Exercise brief: Update the listing below by putting "Object" wherever "Target" appears, changing nothing else. Omit the pictures from your answer.

── Extracted information ──

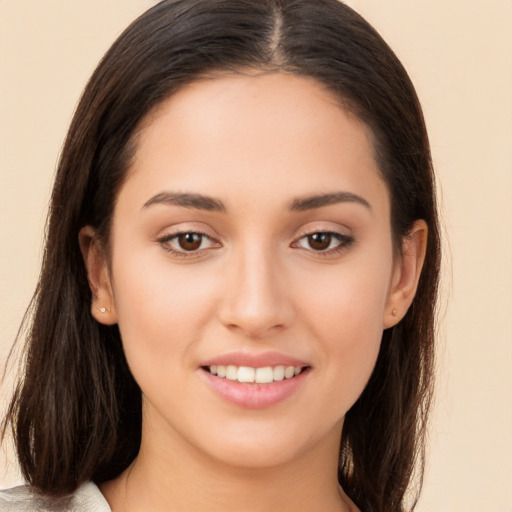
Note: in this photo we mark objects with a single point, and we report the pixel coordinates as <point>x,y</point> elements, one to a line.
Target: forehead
<point>254,134</point>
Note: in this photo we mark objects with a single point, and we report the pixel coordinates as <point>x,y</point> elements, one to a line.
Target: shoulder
<point>87,498</point>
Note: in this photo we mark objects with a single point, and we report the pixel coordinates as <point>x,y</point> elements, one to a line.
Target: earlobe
<point>98,275</point>
<point>406,274</point>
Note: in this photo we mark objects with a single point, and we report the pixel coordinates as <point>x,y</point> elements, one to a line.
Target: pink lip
<point>255,360</point>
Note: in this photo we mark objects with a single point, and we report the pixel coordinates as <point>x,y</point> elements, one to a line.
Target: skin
<point>257,143</point>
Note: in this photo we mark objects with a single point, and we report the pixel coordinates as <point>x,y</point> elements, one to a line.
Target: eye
<point>324,241</point>
<point>187,242</point>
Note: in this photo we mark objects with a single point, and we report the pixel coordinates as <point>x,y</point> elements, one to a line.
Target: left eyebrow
<point>320,200</point>
<point>196,201</point>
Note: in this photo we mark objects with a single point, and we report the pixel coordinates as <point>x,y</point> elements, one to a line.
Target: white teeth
<point>246,374</point>
<point>279,373</point>
<point>264,375</point>
<point>231,372</point>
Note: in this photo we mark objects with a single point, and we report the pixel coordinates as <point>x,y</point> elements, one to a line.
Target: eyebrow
<point>187,200</point>
<point>321,200</point>
<point>201,202</point>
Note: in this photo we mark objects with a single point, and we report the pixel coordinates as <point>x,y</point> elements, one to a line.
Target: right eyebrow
<point>188,200</point>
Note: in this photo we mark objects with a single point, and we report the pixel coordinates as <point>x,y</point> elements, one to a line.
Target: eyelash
<point>345,242</point>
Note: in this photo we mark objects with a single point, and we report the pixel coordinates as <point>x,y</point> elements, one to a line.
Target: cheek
<point>344,312</point>
<point>162,309</point>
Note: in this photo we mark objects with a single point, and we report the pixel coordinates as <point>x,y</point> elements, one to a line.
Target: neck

───

Exercise response:
Note: in this photo we mark objects with a single point, and we report the pixel coordinates as <point>x,y</point> elements, one to a line.
Object: forehead
<point>254,134</point>
Note: in this photo we mark objects with a single point, and we report the pixel coordinates as <point>x,y</point> elements, one to a line.
Object: shoulder
<point>87,498</point>
Note: in this photo we mark objects with a single point, and we report the pixel coordinates as <point>x,y</point> elements, one to a line.
Object: earlobe
<point>98,275</point>
<point>406,274</point>
Note: in this photo we mark objects with a single point, and we report the pixel coordinates as <point>x,y</point> elements, one to a line.
Object: pink lip
<point>255,360</point>
Note: in this photo we mark objects with a single point, and we report the pixel coordinates as <point>x,y</point> elements, one to a line.
Object: skin
<point>257,143</point>
Note: in this photo we mark objects with a single point, and we report the pixel coordinates as <point>x,y</point> elements, one to a line.
Object: eye
<point>324,241</point>
<point>187,242</point>
Note: in this photo we mark objects with a single point, and we report the pixel coordinates as <point>x,y</point> elements, one to a line.
Object: left eyebrow
<point>320,200</point>
<point>196,201</point>
Note: in this photo we mark objects with a single point, and we report the pixel coordinates as <point>x,y</point> elements, one to a line.
Object: white teeth
<point>246,374</point>
<point>279,373</point>
<point>264,375</point>
<point>231,372</point>
Note: in this photo we mark objects with a single point, and we report the pixel coordinates as <point>x,y</point> elements, one to a line.
Object: eyebrow
<point>187,200</point>
<point>321,200</point>
<point>201,202</point>
Note: in this photo we mark objects with a single point, and we report the pixel coordinates as <point>x,y</point> elements, one to a line.
Object: right eyebrow
<point>188,200</point>
Note: in this photo we mark objects with a single point, and we report the pixel coordinates as <point>x,y</point> elements, one to a line.
Object: eyelash
<point>345,242</point>
Note: in this photo we mark objects with a single point, and we report the pixel coordinates as <point>x,y</point> elements, one to a line.
Object: cheek
<point>344,312</point>
<point>162,309</point>
Note: in this photo we mark objects with a single point, and we report the pixel coordinates as <point>x,y</point> elements, one to a line.
Object: neck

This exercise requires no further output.